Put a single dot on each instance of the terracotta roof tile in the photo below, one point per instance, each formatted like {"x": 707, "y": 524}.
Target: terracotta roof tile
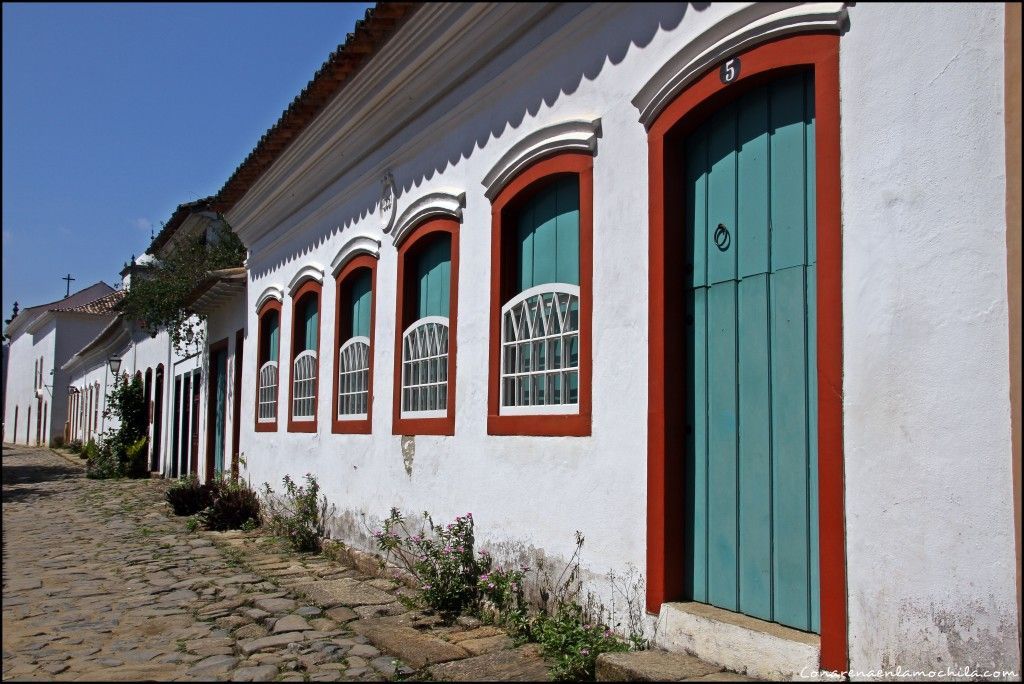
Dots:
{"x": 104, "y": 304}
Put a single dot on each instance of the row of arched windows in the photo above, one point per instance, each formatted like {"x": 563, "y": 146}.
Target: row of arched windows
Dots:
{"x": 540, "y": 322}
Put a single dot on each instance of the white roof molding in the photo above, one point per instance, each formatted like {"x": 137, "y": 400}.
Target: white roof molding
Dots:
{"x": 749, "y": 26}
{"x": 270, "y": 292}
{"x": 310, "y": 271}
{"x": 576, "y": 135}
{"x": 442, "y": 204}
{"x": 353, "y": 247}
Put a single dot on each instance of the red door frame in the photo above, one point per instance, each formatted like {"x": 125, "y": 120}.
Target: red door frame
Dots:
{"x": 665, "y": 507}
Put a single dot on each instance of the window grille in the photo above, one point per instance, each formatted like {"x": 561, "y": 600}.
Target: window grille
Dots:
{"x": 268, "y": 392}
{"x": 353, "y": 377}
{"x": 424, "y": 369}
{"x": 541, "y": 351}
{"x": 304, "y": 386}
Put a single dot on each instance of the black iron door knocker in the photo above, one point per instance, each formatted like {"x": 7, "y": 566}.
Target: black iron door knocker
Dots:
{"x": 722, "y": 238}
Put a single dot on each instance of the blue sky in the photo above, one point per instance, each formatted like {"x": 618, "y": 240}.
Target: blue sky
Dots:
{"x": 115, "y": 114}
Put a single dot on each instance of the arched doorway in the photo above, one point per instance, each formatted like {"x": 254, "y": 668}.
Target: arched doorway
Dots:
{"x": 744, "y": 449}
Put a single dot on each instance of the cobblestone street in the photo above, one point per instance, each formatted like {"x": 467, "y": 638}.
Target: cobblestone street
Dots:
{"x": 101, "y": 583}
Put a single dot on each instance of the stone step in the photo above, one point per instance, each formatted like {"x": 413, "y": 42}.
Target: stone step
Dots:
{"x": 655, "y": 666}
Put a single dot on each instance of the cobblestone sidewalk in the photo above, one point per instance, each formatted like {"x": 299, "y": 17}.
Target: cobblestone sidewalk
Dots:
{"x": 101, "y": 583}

____

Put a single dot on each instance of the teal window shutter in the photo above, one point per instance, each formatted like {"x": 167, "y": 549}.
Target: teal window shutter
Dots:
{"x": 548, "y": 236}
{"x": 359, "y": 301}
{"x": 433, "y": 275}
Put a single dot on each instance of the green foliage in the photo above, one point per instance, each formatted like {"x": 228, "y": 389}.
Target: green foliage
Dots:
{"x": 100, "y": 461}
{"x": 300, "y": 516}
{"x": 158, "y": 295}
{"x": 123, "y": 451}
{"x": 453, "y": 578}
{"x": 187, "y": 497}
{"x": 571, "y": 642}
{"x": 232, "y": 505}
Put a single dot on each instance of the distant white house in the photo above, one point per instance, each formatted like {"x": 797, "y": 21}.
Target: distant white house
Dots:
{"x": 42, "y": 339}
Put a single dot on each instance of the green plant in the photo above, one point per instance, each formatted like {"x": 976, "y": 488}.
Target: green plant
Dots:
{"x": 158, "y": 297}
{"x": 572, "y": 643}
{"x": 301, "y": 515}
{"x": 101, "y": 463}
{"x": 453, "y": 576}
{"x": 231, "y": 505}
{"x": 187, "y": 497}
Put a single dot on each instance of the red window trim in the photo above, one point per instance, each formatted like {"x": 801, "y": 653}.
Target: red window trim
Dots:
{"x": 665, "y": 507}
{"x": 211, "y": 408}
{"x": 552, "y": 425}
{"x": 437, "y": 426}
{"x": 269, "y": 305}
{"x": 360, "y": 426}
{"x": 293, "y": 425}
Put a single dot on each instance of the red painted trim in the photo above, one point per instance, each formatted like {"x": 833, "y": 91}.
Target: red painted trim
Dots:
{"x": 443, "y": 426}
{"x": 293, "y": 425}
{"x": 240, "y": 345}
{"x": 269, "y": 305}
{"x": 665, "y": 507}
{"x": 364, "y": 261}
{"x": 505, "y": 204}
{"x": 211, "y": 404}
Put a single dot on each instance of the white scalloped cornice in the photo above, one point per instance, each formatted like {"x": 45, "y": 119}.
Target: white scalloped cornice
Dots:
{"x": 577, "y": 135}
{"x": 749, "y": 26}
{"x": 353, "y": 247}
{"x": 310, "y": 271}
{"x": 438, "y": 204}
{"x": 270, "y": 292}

____

_Prompt:_
Copy out only the lines above from the one with "Put a single dot on each instance of the red window" to the one with "Put a single dot on each instance of the white scalloped", inclusive, exactly as they stand.

_Solved problem:_
Put a single dot on each instance of the red window trim in the photo above, one point per instance, each formatted like {"x": 801, "y": 653}.
Target: red window trim
Dots:
{"x": 665, "y": 507}
{"x": 211, "y": 408}
{"x": 552, "y": 425}
{"x": 437, "y": 426}
{"x": 269, "y": 305}
{"x": 360, "y": 426}
{"x": 293, "y": 425}
Put a single dot on each instance of the red painted trim in the photo above, one point per instance, each formatted like {"x": 833, "y": 91}.
Target: red painted trim
Dots:
{"x": 443, "y": 426}
{"x": 293, "y": 425}
{"x": 240, "y": 345}
{"x": 269, "y": 305}
{"x": 665, "y": 507}
{"x": 364, "y": 261}
{"x": 505, "y": 204}
{"x": 211, "y": 404}
Put a single dot on each instance of the white scalloped cornice in the photo above, one point per instance, each formatted like {"x": 45, "y": 119}.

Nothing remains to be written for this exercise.